* Goal:
Format every line of the records below as a numbered list, omitting blank lines. Leave the pictures out of the answer.

[Stored dataset records]
┄┄┄┄┄┄

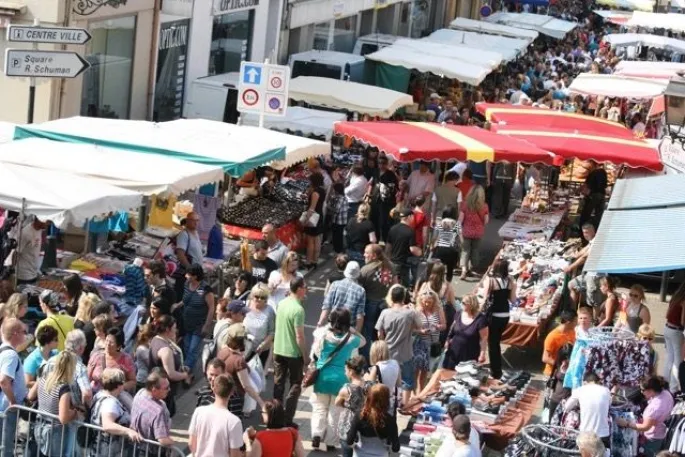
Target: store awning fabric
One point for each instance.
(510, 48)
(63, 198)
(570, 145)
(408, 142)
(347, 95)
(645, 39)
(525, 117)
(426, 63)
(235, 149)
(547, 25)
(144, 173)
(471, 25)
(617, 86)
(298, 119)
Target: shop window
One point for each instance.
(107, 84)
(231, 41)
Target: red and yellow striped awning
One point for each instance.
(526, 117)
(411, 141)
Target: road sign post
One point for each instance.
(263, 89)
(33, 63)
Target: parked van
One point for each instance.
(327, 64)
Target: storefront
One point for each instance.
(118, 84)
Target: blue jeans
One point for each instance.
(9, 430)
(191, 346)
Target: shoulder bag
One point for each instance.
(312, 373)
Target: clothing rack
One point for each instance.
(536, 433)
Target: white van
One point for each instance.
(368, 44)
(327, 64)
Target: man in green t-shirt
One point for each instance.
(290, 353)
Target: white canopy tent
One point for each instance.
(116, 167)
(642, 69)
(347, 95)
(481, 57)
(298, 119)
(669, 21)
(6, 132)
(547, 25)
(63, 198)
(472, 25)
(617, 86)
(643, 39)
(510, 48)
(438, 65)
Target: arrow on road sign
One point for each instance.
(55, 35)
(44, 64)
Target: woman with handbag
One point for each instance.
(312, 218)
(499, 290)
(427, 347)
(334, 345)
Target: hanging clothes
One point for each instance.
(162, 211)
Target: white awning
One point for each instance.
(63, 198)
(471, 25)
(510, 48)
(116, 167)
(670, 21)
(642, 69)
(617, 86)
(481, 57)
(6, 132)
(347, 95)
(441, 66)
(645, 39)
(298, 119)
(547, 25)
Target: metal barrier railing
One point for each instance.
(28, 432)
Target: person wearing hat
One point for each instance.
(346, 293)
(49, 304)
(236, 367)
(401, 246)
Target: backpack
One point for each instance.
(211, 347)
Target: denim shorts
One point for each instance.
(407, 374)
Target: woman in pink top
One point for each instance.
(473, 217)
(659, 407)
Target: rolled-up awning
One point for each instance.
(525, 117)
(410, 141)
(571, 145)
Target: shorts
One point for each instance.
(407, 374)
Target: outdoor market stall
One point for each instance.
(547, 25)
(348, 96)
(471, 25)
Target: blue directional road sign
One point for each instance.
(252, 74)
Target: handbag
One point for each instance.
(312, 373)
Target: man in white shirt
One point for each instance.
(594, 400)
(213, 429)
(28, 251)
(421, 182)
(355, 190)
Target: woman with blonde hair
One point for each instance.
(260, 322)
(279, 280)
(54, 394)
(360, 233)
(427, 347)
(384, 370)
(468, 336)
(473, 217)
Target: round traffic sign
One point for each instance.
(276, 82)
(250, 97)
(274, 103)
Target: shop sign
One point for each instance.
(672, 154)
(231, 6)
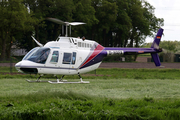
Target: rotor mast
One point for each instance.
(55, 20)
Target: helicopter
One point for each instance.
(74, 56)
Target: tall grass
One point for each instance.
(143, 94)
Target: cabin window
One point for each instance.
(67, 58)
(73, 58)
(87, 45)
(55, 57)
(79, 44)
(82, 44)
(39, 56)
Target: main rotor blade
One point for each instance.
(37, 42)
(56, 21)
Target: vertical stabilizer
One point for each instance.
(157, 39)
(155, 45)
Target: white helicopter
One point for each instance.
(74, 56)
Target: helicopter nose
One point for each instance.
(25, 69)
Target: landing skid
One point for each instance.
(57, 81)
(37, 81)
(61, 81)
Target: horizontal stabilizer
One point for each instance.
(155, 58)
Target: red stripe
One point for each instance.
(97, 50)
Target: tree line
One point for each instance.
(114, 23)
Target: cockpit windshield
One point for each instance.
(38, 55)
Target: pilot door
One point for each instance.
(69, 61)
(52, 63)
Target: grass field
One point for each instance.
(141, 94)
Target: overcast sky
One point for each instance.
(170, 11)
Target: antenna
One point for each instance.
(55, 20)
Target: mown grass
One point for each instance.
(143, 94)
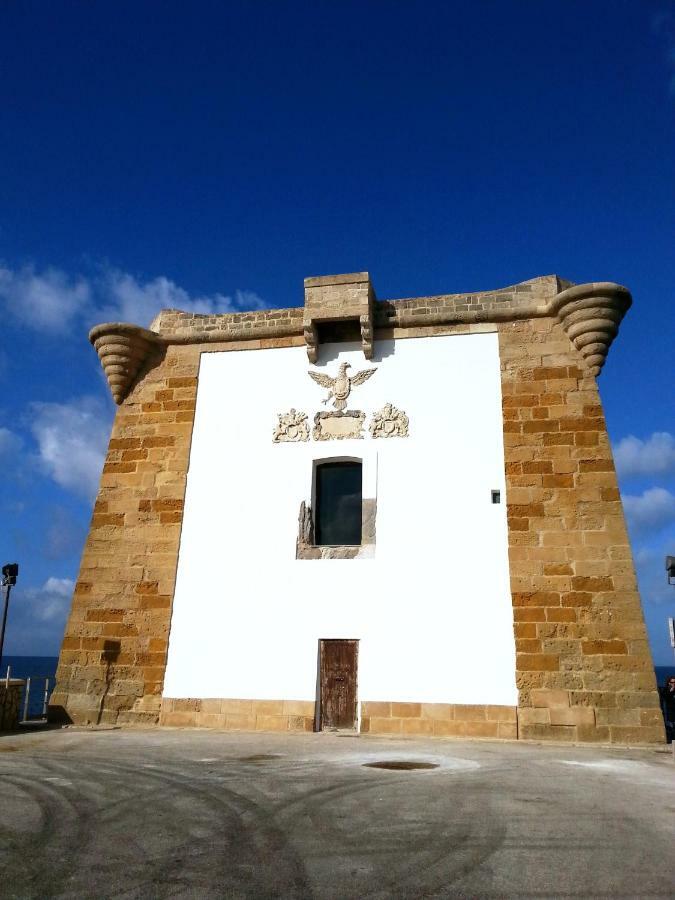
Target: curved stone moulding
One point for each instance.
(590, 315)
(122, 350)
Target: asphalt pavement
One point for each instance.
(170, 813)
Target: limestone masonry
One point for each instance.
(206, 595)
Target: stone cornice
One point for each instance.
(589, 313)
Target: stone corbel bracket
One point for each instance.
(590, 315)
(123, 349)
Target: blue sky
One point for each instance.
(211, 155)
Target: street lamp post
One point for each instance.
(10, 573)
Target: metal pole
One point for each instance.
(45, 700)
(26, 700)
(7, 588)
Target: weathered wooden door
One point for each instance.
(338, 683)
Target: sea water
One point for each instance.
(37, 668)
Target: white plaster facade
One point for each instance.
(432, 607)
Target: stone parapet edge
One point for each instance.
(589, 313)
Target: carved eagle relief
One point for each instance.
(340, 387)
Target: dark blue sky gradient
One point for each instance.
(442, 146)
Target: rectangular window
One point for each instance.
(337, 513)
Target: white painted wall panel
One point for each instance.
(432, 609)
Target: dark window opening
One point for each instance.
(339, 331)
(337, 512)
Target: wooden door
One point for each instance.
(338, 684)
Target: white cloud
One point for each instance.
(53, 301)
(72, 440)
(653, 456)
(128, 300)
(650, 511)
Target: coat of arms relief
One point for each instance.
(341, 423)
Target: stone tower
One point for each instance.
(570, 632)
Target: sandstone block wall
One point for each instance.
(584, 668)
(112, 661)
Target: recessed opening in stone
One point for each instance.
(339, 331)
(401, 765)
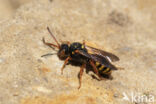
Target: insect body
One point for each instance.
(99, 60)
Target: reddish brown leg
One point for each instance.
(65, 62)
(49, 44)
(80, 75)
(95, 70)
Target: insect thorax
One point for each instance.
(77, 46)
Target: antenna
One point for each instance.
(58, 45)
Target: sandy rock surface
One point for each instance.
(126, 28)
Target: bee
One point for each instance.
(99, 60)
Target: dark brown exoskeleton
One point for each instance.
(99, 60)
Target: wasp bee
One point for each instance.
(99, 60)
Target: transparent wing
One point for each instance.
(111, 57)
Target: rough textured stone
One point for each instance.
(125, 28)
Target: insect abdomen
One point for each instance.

┄┄┄┄┄┄

* Written solution:
1. Target: store awning fabric
2. One point for each instance.
3. (510, 48)
4. (63, 198)
5. (570, 145)
6. (408, 142)
7. (347, 95)
8. (645, 39)
9. (525, 117)
10. (426, 63)
11. (235, 149)
12. (547, 25)
13. (144, 173)
14. (471, 25)
15. (617, 86)
16. (298, 119)
17. Target: shop window
18. One point for each instance.
19. (107, 84)
20. (231, 41)
21. Target: red and yellow striped awning
22. One point for each instance.
23. (526, 117)
24. (411, 141)
25. Target: road sign post
26. One point for each instance.
27. (263, 89)
28. (33, 63)
29. Target: parked van
30. One point for each instance.
31. (327, 64)
32. Target: storefront
33. One point for each instance.
34. (118, 84)
35. Target: blue jeans
36. One point for each instance.
37. (9, 430)
38. (191, 346)
39. Target: shoulder bag
40. One point for each instance.
41. (312, 373)
42. Target: clothing rack
43. One point for each instance.
44. (536, 433)
45. Target: white van
46. One point for each instance.
47. (368, 44)
48. (327, 64)
49. Target: man in green t-shirt
50. One point for each instance.
51. (290, 353)
52. Target: white canopy tent
53. One point for each instance.
54. (116, 167)
55. (642, 69)
56. (347, 95)
57. (481, 57)
58. (298, 119)
59. (669, 21)
60. (6, 132)
61. (547, 25)
62. (63, 198)
63. (472, 25)
64. (617, 86)
65. (643, 39)
66. (510, 48)
67. (438, 65)
68. Target: arrow on road sign
69. One point for each instance.
70. (55, 35)
71. (44, 64)
72. Target: woman with handbag
73. One point for each instance.
74. (312, 218)
75. (499, 290)
76. (427, 347)
77. (334, 345)
78. Target: hanging clothes
79. One point for each instance.
80. (162, 211)
81. Target: white awning
82. One point for each instance.
83. (63, 198)
84. (471, 25)
85. (510, 48)
86. (116, 167)
87. (670, 21)
88. (642, 69)
89. (617, 86)
90. (481, 57)
91. (6, 132)
92. (347, 95)
93. (441, 66)
94. (645, 39)
95. (298, 119)
96. (547, 25)
97. Target: metal barrier railing
98. One point for each instance.
99. (28, 432)
100. Target: person wearing hat
101. One point for each instance.
102. (346, 293)
103. (49, 304)
104. (236, 367)
105. (401, 246)
106. Target: backpack
107. One point for each instance.
108. (211, 347)
109. Target: denim shorts
110. One point for each instance.
111. (407, 374)
112. Target: woman in pink top
113. One point for each instance.
114. (473, 217)
115. (659, 407)
116. Target: rolled-up awning
117. One point for each instance.
118. (525, 117)
119. (410, 141)
120. (571, 145)
121. Target: shorts
122. One point for each instance.
123. (407, 374)
124. Target: outdoor market stall
125. One point for each instance.
126. (547, 25)
127. (348, 96)
128. (471, 25)
129. Target: blue directional road sign
130. One point for each instance.
131. (252, 74)
132. Target: handbag
133. One point for each instance.
134. (312, 373)
135. Target: man in white shirt
136. One point for each instance.
137. (594, 400)
138. (213, 429)
139. (28, 251)
140. (421, 182)
141. (355, 190)
142. Target: woman with blonde hair
143. One point for each instance.
144. (260, 322)
145. (279, 280)
146. (54, 394)
147. (360, 233)
148. (427, 347)
149. (384, 370)
150. (468, 336)
151. (473, 217)
152. Target: round traffic sign
153. One point for each instance.
154. (276, 82)
155. (250, 97)
156. (274, 103)
157. Target: shop sign
158. One point for each instance.
159. (672, 154)
160. (231, 6)
161. Target: rotor mast
162. One point for each instance.
163. (55, 20)
164. Target: helicopter
165. One point for each instance.
166. (74, 56)
167. Target: tall grass
168. One point for each instance.
169. (143, 94)
170. Target: cabin window
171. One point for each instance.
172. (67, 58)
173. (73, 58)
174. (87, 45)
175. (55, 57)
176. (79, 44)
177. (82, 44)
178. (39, 56)
179. Target: main rotor blade
180. One point for each instance.
181. (37, 42)
182. (56, 21)
183. Target: vertical stabilizer
184. One point for each instance.
185. (157, 39)
186. (155, 45)
187. Target: white helicopter
188. One point for each instance.
189. (74, 56)
190. Target: helicopter nose
191. One point for each instance.
192. (25, 69)
193. Target: landing skid
194. One point for each instance.
195. (57, 81)
196. (37, 81)
197. (61, 81)
198. Target: horizontal stabilizer
199. One point for each instance.
200. (155, 58)
201. Target: red stripe
202. One point for each instance.
203. (97, 50)
204. Target: tree line
205. One point for each instance.
206. (114, 23)
207. Target: cockpit windshield
208. One point for each instance.
209. (38, 55)
210. Target: pilot door
211. One point for each instance.
212. (69, 61)
213. (52, 63)
214. Target: grass field
215. One point for each instance.
216. (141, 94)
217. Target: overcast sky
218. One point for each instance.
219. (170, 11)
220. Target: antenna
221. One point for each instance.
222. (55, 20)
223. Target: mown grass
224. One point for each instance.
225. (143, 94)
226. Target: curved stone moulding
227. One point for each instance.
228. (590, 315)
229. (122, 350)
230. Target: asphalt pavement
231. One point for each instance.
232. (170, 813)
233. Target: limestone masonry
234. One point for each instance.
235. (206, 595)
236. Target: stone cornice
237. One point for each instance.
238. (589, 313)
239. Target: stone corbel bracket
240. One point for each instance.
241. (590, 315)
242. (123, 349)
243. Target: blue sky
244. One point for each instance.
245. (211, 155)
246. Target: street lamp post
247. One point for each instance.
248. (10, 573)
249. Target: metal pole
250. One point for each instance.
251. (45, 700)
252. (26, 700)
253. (7, 588)
254. Target: weathered wooden door
255. One point for each instance.
256. (338, 683)
257. Target: sea water
258. One point for each instance.
259. (37, 668)
260. Target: white plaster facade
261. One point for each instance.
262. (432, 607)
263. Target: stone parapet edge
264. One point for each instance.
265. (589, 313)
266. Target: carved eagle relief
267. One point for each instance.
268. (340, 387)
269. Target: dark blue sky gradient
270. One point for each instance.
271. (442, 146)
272. Target: rectangular window
273. One point for each instance.
274. (337, 513)
275. Target: white painted wall panel
276. One point for each instance.
277. (432, 609)
278. Target: dark window opening
279. One point for each instance.
280. (339, 331)
281. (337, 512)
282. Target: wooden door
283. One point for each instance.
284. (338, 684)
285. Target: white cloud
286. One point for each instance.
287. (53, 301)
288. (72, 440)
289. (653, 456)
290. (128, 300)
291. (650, 511)
292. Target: coat of arms relief
293. One point for each instance.
294. (341, 423)
295. Target: stone tower
296. One point for each instance.
297. (570, 632)
298. Target: sandstone block wall
299. One point for each instance.
300. (584, 668)
301. (112, 661)
302. Target: recessed opening in stone
303. One point for each instance.
304. (339, 331)
305. (401, 765)
306. Target: insect body
307. One point for each instance.
308. (99, 60)
309. Target: reddish brown leg
310. One point for each instance.
311. (65, 62)
312. (49, 44)
313. (80, 75)
314. (95, 70)
315. Target: insect thorax
316. One point for each instance.
317. (77, 46)
318. Target: antenna
319. One point for each instance.
320. (58, 45)
321. Target: sandy rock surface
322. One point for each instance.
323. (126, 28)
324. Target: bee
325. One point for each instance.
326. (99, 60)
327. Target: dark brown exoskeleton
328. One point for each instance.
329. (99, 60)
330. Target: wasp bee
331. One point for each instance.
332. (99, 60)
333. Target: transparent wing
334. One point for each instance.
335. (111, 57)
336. Target: rough textured stone
337. One point for each instance.
338. (125, 28)
339. Target: insect abdomen
340. One point for each instance.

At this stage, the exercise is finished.